Exercise brief |
From the passage on the parable of the vineyard below, extract word for word the part starting with "Up to that point" and going on through "them was judgment.".

Excerpt provided |
Jesus had reached that point. It’s Tuesday of Holy Week as we find him beginning to tell the crowd this parable. And it marks a dramatic shift in his message. If we follow the pattern of Jesus’ parables in Luke’s Gospel, we notice that Jesus becomes more and more direct in rebuking sins, specifically the sins of the religious leaders. Already this Holy Week, the Pharisees and experts in the Law have challenged Jesus as he rode into Jerusalem on Palm Sunday. On Monday, he drove the money changers from the Temple a second time and Luke says, “but the chief priests, the experts in the law, and the leaders of the people continued to look for a way to put him to death. They could not find any way to do it, because all the people were clinging to him and listening.” Just before our lesson, the chief priests again challenged Jesus’ authority to do all these things, to teach the people. When Jesus asked them about the authority of John’s baptism, they didn’t dare to answer the question, because they were afraid of being stoned by the people.
Up to that point Jesus’ parables had been less direct, less attacking. But no longer. It’s clear that these religious leaders had hardened their hearts against Jesus. This was their last chance to repent. Jesus was not going to mince his words in this parable. If they still rejected him, the only thing left for them was judgment.
“[Jesus] began to tell the people this parable: “A man planted a vineyard,” The man in Jesus’ parable is God. God planted a vineyard, a place where he could cultivate the land so it would produce fruit. The vineyard was the people of Israel. Isaiah gives us that same picture: “The vineyard of the Lᴏʀᴅ Almighty is the house of Israel, and the men of Judah are the garden of his delight.” This parable is a picture of the relationship between God and his people. “He leased it to some tenant farmers,” The farmers were the leaders of Israel, the chief priests, the experts in the Law, the Sanhedrin. They were to help guide the people to be a prosperous people. “and went away on a journey for a long time. When it was the right time, he sent a servant to the tenants to collect his share of the fruit of the vineyard.” The servants sent to the tenant farmers were the prophets. These messengers of God, men like Elijah, Jeremiah, and John the Baptist, were sent to make sure that the vineyard was prosperous and to rebuke the people if the fruit wasn’t showing. And here’s where the story takes a tragic turn. “When it was the right time, he sent a servant to the tenants to collect his share of the fruit of the vineyard. But the tenant farmers beat the servant and sent him away empty-handed.”

Supplied data |
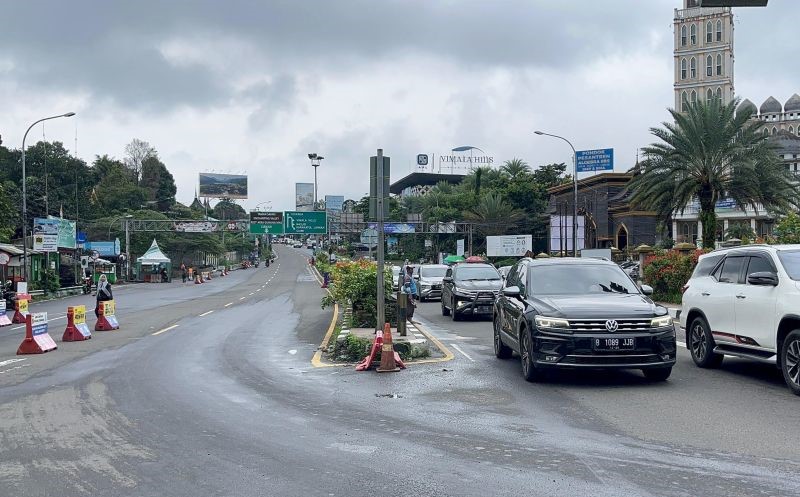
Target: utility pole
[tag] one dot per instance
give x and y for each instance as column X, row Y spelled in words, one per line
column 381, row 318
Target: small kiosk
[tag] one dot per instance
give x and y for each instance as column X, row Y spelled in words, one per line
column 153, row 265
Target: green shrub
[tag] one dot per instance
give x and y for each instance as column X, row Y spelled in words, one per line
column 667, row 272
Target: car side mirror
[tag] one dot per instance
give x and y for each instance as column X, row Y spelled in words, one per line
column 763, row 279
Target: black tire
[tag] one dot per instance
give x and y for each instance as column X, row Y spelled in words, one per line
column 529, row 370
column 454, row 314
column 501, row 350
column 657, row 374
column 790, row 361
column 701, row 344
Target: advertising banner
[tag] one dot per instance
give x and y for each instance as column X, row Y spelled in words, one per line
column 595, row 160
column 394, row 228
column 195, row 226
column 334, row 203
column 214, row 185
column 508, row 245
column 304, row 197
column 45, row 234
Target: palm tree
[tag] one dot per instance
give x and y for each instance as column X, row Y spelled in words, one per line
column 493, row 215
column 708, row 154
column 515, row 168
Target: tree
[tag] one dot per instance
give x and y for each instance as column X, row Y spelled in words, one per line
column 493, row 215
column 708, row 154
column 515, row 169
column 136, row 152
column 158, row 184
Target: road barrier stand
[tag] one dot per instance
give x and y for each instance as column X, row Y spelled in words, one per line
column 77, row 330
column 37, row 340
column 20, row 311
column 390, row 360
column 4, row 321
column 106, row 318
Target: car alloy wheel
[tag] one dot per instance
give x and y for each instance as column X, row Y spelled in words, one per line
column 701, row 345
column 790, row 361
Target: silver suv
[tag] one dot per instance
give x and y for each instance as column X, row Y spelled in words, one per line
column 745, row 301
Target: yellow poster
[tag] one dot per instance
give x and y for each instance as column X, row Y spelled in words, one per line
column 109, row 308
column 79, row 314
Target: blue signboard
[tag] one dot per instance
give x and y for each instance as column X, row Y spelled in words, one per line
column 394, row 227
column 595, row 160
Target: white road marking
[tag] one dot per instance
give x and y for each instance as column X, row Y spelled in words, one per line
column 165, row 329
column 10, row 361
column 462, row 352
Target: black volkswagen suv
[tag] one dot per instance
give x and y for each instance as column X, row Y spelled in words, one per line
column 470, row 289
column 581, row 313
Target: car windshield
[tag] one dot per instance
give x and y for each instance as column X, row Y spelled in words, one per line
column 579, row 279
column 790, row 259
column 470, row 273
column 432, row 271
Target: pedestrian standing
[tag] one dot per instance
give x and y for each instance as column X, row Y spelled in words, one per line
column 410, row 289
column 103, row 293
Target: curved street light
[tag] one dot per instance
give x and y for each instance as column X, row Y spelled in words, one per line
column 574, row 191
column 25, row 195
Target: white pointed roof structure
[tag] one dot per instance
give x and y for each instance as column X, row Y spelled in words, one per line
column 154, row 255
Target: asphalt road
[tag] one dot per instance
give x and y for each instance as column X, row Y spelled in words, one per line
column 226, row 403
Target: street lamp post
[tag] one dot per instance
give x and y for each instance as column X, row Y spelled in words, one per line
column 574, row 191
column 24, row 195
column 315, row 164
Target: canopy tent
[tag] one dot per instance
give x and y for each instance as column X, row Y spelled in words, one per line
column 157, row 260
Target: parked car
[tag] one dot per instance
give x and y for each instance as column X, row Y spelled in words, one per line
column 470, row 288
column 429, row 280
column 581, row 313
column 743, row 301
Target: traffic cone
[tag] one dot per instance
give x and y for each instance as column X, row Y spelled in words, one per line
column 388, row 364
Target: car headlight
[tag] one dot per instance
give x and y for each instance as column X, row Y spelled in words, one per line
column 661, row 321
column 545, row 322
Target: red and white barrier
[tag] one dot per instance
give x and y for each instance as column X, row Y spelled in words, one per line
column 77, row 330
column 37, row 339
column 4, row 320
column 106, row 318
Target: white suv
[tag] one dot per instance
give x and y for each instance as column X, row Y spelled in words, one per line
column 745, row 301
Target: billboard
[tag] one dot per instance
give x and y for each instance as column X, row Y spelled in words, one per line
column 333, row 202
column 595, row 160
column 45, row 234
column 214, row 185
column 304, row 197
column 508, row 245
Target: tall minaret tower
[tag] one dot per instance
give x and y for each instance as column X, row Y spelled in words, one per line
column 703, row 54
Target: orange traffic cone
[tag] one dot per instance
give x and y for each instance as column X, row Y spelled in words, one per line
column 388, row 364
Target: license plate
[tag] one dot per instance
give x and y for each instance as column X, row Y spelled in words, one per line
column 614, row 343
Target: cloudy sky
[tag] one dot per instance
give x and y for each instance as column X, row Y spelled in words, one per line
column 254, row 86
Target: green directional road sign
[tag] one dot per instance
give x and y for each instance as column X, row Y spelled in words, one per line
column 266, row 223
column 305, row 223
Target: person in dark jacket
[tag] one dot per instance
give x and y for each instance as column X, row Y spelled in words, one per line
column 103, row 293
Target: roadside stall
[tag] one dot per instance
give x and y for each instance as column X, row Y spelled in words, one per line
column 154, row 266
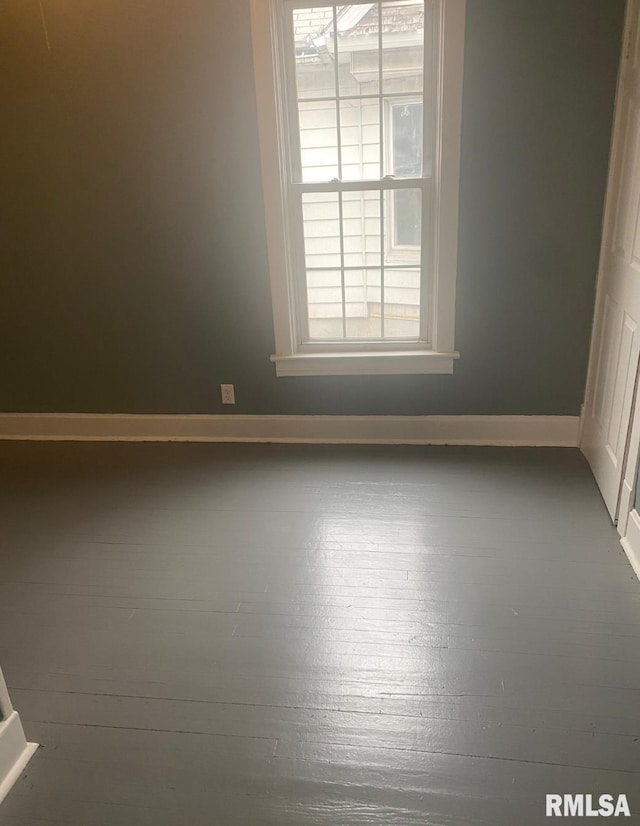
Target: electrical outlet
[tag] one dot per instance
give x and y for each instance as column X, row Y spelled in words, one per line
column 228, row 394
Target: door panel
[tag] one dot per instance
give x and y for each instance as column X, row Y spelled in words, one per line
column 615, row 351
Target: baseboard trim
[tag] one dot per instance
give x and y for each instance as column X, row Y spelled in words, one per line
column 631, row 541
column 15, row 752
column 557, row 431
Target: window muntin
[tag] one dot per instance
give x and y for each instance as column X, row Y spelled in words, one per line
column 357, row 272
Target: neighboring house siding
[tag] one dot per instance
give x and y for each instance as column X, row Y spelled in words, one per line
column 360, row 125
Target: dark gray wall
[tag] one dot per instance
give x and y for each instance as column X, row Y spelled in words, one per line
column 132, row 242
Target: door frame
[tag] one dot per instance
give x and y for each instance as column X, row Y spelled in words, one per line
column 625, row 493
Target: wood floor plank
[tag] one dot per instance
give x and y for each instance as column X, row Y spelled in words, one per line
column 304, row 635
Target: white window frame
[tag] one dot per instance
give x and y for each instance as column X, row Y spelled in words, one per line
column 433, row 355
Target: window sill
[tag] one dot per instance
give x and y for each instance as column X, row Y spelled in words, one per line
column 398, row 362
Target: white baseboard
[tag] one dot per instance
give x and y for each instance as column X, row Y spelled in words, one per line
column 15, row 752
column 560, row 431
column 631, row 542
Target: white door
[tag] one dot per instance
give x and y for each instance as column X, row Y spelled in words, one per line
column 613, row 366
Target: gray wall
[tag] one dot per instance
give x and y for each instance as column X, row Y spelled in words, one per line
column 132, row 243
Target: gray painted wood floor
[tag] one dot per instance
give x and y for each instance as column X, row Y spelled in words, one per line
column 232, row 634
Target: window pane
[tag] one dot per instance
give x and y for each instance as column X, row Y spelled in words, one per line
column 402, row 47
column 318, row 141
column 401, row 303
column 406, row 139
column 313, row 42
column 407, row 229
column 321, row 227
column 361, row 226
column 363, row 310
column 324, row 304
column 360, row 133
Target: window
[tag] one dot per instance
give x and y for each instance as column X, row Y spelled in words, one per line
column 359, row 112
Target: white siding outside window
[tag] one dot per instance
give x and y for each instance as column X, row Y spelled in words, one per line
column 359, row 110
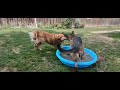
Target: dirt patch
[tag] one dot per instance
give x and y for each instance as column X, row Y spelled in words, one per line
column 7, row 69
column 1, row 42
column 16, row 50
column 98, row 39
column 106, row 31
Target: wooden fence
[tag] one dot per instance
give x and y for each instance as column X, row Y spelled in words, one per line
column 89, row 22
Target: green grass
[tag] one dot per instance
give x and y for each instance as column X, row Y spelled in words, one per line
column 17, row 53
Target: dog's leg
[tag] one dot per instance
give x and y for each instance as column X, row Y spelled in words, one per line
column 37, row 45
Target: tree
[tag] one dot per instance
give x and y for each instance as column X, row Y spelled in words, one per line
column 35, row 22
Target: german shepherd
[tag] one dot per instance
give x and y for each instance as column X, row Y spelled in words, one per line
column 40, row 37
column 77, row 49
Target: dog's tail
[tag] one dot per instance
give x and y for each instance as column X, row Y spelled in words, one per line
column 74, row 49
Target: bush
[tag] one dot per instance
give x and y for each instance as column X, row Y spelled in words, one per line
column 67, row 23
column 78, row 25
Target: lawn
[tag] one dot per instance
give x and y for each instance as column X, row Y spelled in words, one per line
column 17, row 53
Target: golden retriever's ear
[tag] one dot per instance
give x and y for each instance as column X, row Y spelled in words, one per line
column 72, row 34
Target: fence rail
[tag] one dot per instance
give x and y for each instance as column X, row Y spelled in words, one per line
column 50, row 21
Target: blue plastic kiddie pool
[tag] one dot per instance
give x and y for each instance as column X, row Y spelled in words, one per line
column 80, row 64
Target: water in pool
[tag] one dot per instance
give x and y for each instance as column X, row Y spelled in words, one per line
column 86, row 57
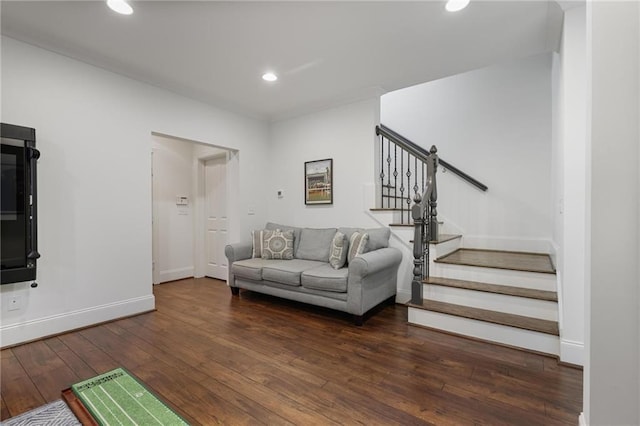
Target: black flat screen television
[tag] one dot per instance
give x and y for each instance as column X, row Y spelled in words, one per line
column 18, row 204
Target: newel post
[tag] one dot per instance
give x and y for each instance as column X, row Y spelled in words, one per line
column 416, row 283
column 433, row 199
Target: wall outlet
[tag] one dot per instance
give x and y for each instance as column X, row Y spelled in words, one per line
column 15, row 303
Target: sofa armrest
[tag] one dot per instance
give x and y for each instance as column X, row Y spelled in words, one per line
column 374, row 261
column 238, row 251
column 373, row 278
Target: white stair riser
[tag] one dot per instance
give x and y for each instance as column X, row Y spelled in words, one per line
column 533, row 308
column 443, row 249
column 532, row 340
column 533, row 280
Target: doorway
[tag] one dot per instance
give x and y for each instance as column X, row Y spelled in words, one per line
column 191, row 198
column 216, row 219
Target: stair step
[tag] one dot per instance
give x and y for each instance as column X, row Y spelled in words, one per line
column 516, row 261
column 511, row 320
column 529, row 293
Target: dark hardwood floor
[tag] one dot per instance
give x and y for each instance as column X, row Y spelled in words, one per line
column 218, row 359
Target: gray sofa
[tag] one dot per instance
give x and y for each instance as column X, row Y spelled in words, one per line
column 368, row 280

Answer |
Up to that point Jesus’ parables had been less direct, less attacking. But no longer. It’s clear that these religious leaders had hardened their hearts against Jesus. This was their last chance to repent. Jesus was not going to mince his words in this parable. If they still rejected him, the only thing left for them was judgment.